WHAT TO WORK ON:
(1) From the text on missionaries' impact, reproduce the stretch from "Too many public" through "on the world.", switching "public school students" to "high school students".
(2) Answer these questions from the text on missionaries' impact:
(a) At which university is Robert Woodberry a political science professor?
(b) In which journal were his findings published?
(c) Before what decade did the people of Nagaland and Mizoram lack a written language?

Too many public school students only learn about Christianity by studying the Crusades, the Inquisitions, and the Salem Witch Trials. It is important that they learn the rest of the story. Students of all faiths, and no faith, should understand the impact of Jesus on the world.

Robert Woodberry, a political science professor at National University of Singapore, conducted extensive research on missionaries’ impact around the world. His findings were published in the highly respected American Political Science Review with the title, “The Missionary Roots of Liberal Democracy.”

Woodberry and his research team found that:

“Conversionary Protestants [missionaries] were a crucial catalyst initiating the development and spread of religious liberty, mass education, mass printing, newspapers, voluntary organizations, most major colonial reforms, and the codification of legal protections for nonwhites in the nineteenth and early twentieth centuries. These innovations fostered conditions that made stable representative democracy more likely— regardless of whether many people converted to Protestantism.”

Literacy

In a later lecture, Woodberry explained, “missionaries wanted people to read the Bible in their own language, which meant poor people and women needed to be able to read — which now we think is normal but at the time was a revolutionary thing.”

He gave specific examples of his findings. For instance:

“The people of Nagaland and Mizoram (North-East India) did not have a written language before the 1890s; they were hunter-gatherer people. And now they are almost all Baptists. Kerala and Goa have large Catholic populations and a significant number of Protestants by Indian standards. These areas have the highest literacy rates in India, particularly women’s literacy.”

Printing

Woodberry found similar patterns regarding mass printing. He points out that “for hundreds of years, people knew how to print and didn’t do it….nobody copied printing until you get Protestant missionaries coming along and printing tens of thousands of texts trying to convert people.”

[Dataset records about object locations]
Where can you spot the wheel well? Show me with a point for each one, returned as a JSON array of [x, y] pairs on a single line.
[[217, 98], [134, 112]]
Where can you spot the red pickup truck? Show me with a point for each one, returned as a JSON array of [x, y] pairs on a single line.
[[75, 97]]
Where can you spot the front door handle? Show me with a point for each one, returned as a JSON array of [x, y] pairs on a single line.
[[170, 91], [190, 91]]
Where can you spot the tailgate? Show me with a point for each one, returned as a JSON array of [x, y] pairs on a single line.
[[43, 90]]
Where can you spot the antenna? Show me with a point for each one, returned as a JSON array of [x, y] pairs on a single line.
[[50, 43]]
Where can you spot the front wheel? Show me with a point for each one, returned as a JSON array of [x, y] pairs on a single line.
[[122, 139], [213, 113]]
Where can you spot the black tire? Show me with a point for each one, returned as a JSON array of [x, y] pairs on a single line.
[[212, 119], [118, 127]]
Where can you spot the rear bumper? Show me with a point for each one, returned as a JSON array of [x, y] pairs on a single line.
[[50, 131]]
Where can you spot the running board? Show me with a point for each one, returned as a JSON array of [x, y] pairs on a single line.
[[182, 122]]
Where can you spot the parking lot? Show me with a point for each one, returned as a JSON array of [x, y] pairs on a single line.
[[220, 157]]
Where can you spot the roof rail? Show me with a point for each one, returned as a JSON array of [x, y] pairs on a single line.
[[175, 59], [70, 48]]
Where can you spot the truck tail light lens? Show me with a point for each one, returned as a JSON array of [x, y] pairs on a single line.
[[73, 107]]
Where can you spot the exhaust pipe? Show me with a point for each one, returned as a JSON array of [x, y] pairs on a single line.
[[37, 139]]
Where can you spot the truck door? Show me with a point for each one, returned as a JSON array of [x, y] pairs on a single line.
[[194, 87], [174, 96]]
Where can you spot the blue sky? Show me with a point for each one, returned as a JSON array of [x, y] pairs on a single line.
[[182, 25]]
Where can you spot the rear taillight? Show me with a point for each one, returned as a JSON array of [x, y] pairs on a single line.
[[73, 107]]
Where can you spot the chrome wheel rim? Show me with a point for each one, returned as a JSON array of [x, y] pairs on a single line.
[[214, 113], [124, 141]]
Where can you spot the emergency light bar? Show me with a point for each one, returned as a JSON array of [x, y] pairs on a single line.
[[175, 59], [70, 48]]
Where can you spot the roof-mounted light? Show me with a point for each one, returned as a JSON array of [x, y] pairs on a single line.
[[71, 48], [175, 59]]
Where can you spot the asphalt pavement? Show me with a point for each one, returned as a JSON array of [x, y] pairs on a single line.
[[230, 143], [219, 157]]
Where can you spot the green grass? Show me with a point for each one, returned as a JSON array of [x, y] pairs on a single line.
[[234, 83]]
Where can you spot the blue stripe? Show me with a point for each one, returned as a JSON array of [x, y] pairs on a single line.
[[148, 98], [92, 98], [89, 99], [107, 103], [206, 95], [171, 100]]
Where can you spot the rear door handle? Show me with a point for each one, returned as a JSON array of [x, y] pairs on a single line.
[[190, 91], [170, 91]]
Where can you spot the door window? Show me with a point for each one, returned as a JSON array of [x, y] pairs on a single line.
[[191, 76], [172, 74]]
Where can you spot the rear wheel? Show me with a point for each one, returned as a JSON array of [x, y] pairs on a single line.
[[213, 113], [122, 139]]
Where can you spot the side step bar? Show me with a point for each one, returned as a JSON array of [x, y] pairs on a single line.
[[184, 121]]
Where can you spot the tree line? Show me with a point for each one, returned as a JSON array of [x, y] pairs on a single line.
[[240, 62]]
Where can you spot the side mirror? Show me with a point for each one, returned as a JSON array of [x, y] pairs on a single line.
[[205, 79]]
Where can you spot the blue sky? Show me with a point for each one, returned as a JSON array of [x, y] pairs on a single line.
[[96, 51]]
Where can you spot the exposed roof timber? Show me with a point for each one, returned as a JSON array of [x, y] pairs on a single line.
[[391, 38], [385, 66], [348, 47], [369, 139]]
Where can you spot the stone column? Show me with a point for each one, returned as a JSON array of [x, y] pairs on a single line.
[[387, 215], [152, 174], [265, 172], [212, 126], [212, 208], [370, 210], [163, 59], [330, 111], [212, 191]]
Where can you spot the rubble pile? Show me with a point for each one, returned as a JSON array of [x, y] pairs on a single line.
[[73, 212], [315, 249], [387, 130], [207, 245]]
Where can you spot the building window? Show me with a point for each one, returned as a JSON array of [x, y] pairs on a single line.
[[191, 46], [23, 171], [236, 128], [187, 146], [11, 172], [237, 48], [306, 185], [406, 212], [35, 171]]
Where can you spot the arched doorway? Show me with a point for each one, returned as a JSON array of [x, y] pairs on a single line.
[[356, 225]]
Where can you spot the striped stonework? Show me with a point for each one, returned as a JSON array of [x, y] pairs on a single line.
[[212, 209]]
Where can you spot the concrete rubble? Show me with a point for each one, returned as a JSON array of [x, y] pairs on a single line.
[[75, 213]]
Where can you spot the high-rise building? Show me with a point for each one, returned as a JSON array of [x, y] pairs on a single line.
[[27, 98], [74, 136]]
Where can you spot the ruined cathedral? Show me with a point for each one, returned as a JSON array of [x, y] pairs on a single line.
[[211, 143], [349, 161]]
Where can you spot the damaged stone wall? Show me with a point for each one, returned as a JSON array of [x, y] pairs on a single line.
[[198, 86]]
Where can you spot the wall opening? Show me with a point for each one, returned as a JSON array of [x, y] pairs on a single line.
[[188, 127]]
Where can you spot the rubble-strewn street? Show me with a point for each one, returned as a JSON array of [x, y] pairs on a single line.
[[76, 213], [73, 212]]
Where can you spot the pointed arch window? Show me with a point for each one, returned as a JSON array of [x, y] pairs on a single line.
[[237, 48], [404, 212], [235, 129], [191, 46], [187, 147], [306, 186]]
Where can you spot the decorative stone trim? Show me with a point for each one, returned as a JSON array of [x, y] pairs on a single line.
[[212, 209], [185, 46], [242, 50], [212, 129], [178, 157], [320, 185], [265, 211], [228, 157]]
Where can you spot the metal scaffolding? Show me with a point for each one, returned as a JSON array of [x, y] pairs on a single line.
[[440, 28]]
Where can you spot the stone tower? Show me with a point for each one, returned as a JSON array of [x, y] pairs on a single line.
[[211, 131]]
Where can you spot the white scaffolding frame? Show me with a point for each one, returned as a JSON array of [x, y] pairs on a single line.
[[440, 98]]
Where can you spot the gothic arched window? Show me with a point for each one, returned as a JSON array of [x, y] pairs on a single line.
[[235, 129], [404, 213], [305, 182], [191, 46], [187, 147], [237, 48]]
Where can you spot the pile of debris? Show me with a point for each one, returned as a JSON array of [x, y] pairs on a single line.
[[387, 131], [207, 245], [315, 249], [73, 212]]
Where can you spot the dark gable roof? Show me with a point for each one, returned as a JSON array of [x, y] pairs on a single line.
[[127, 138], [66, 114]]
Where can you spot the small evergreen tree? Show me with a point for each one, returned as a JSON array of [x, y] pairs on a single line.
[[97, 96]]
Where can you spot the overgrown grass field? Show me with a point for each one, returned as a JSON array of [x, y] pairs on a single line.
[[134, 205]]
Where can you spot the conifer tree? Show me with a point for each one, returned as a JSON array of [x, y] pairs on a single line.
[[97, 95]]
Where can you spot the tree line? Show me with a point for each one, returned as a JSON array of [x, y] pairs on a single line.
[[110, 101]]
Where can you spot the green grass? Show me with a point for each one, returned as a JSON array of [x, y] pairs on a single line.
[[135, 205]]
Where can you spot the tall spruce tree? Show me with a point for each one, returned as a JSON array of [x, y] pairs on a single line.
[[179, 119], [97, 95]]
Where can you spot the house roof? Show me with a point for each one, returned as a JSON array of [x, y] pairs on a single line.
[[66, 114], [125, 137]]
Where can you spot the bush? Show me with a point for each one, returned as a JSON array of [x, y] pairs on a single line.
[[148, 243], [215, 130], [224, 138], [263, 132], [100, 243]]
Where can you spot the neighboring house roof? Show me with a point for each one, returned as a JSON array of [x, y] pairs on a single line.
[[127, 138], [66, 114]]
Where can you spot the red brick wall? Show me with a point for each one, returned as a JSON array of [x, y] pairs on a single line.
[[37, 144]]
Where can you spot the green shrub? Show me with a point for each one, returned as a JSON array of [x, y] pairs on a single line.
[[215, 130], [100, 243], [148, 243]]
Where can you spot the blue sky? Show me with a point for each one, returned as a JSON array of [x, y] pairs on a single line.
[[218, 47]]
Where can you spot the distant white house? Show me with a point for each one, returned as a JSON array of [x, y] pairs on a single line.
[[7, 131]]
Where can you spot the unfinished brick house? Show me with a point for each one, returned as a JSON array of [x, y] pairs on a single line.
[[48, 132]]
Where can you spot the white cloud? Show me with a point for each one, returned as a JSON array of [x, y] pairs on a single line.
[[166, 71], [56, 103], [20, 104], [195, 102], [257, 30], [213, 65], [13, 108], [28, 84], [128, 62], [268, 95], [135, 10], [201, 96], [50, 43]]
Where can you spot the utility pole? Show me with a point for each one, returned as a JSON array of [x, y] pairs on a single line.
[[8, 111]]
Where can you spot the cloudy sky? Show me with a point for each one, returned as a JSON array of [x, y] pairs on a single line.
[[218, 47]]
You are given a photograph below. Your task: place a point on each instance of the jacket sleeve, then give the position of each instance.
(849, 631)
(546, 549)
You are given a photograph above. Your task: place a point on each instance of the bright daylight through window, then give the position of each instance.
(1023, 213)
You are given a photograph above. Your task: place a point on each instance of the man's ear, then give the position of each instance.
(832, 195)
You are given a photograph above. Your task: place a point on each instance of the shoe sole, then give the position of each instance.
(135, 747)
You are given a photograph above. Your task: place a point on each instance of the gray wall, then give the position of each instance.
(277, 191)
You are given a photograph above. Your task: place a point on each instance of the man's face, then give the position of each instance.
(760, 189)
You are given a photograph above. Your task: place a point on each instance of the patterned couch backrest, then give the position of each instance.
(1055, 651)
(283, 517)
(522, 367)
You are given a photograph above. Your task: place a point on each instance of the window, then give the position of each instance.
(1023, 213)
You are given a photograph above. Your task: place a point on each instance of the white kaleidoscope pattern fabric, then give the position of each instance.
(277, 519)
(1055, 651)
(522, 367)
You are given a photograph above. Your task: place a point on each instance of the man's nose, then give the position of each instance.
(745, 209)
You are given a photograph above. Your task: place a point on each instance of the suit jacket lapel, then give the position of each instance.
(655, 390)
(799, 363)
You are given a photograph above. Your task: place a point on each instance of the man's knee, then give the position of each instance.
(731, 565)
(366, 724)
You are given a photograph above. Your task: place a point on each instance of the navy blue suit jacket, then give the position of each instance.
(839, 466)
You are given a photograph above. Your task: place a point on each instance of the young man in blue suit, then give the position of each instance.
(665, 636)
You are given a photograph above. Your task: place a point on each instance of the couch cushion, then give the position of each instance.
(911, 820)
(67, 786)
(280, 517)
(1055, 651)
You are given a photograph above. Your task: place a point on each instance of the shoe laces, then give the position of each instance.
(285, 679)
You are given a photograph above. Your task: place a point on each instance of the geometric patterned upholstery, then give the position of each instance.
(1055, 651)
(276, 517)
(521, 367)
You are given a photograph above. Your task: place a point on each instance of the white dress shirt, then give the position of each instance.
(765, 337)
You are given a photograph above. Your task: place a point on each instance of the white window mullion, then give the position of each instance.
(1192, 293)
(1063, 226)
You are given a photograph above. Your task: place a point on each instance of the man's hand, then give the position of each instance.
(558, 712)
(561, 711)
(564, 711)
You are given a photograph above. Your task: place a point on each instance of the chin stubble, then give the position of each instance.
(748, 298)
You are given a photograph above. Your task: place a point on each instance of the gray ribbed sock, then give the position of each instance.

LIST OF SOLUTIONS:
(1)
Too many high school students only learn about Christianity by studying the Crusades, the Inquisitions, and the Salem Witch Trials. It is important that they learn the rest of the story. Students of all faiths, and no faith, should understand the impact of Jesus on the world.

(2)
(a) National University of Singapore
(b) The American Political Science Review
(c) The 1890s